### EXTRAIT FOURNI
# # # #
Pas question, donc, d’ignorer le danger. Mais il convient de garder son sang-froid, ne serait-ce que pour sortir de la sidération. Le chercheur américain Corey Robin, en particulier, critique cette tendance à s’enivrer du frisson stérile du catastrophisme et à se croire supérieurement intelligent parce que l’on aurait accédé à l’effrayante Vérité de la nation américaine.

Cette fascination fataliste pour le spectacle de la catastrophe à venir est en fait « profondément conservatrice », accuse le professeur de sciences politiques au Brooklyn College, dans une tribune de Jacobin intitulée "Contre la politique de la peur". « Un progressisme qui a besoin de monstres à détruire ne peut agir politiquement contre ses ennemis », écrit-il encore dans Harpers : de même que le 11-septembre a noyé toute analyse rationnelle sous une croisade aveugle contre des figures indiscutables du Mal, « les terroristes islamiques » ou Saddam Hussein, et conduit le pays dans une spirale interminable de guerre et d’érosion des libertés, la désignation de Trump comme incarnation des forces obscures ne fournit aucune clé pour le combattre.

C’est pourquoi Robin s’obstine à recourir aux catégories ordinaires de l’analyse politique, (les lois, les institutions, les coalitions, l’idéologie…) pour cerner et affronter la séquence politique qui s’ouvre. Ce qui permet, pour commencer, de ne pas prendre pour des ruptures inédites des politiques qui s’inscrivent dans la continuité des gouvernements précédents, et ce malgré l’affichage "anti-système" efficace de la campagne du soi-disant "outsider". Ainsi, les États-Unis n’ont-ils pas attendu Trump pour se lancer dans de désastreuses opérations militaires qui ont semé le chaos au Moyen-Orient, pour expulser massivement les immigrés, ou pour s’engouffrer dans la dérégulation financière sous l’influence d’anciens de Goldman Sachs [1].

Un président fragile, des alternatives à construire

Pointer la continuité ne vise pas à relativiser le danger, mais à orienter correctement la réponse à lui apporter. Car si Trump est l’héritier ethno-nationaliste de la logique néolibérale et sécuritaire de ses prédécesseurs, alors il ne suffit pas, pour le combattre, de se draper dans la posture de la "résistance antifasciste" en s’accrochant à la version soft et multiculturaliste de ce même néolibéralisme sécuritaire : il faut lui tourner le dos pour de bon.

Ne pas jouer à se faire peur avec les évocations désespérantes des années 30, c’est aussi se donner les moyens d’identifier et d’exploiter l’essoufflement de l’idéologie néolibérale, pour continuer à construire une alternative progressiste telle qu’elle a été amorcée par le mouvement Occupy et la campagne de Bernie Sanders. Ainsi, plutôt que de pleurer d’avance la mort du Affordable Care Act, il faut voir que les Républicains, qui dominent pourtant le Congrès, sont en grande difficulté pour vraiment l’abroger [2].
# # # #
### ÉNONCÉ DU PROBLÈME
Répondez à ces questions sur l'extrait :
1. Dans quel établissement Corey Robin est-il professeur de sciences politiques ?
2. Quel titre porte sa tribune parue dans Jacobin ?
3. Par quoi l'alternative progressiste a-t-elle été amorcée ?
Appuyez-vous uniquement sur l'extrait pour répondre.

### LIGNES DE DONNÉES
# # # #
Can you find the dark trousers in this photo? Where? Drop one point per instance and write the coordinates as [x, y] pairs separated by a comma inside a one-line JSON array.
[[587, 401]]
# # # #
### TÂCHE RÉALISÉE
1. Au Brooklyn College.
2. « Contre la politique de la peur ».
3. Par le mouvement Occupy et la campagne de Bernie Sanders.